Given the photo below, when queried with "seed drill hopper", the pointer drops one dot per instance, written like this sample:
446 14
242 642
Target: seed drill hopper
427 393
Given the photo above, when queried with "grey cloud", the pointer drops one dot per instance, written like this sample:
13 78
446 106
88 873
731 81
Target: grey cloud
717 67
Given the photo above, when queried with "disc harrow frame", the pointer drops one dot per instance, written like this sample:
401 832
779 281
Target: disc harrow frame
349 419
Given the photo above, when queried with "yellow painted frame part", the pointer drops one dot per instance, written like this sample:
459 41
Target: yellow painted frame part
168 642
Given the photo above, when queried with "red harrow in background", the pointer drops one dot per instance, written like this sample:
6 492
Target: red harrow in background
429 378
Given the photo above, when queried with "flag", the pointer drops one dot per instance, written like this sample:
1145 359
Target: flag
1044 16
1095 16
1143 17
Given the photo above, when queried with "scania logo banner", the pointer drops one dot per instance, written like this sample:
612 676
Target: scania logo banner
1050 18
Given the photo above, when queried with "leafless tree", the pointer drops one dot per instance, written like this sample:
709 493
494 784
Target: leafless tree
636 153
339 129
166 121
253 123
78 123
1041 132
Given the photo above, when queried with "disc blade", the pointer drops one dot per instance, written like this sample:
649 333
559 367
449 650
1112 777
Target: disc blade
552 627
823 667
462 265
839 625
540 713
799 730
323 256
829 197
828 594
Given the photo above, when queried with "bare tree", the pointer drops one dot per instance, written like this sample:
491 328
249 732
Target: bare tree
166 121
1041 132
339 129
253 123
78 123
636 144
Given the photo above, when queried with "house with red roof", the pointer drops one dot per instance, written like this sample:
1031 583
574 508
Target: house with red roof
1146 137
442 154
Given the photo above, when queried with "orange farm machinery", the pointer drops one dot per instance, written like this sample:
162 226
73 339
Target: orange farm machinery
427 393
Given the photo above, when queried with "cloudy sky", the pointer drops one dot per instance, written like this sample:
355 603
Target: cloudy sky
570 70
━━━━
Given task> Return each line from the records above that contains the string "blade", where case must match.

Correct response>
Given the photo above, when queried with "disc blade", the pointer drops one dot per instance, written like this sample:
Target: disc blade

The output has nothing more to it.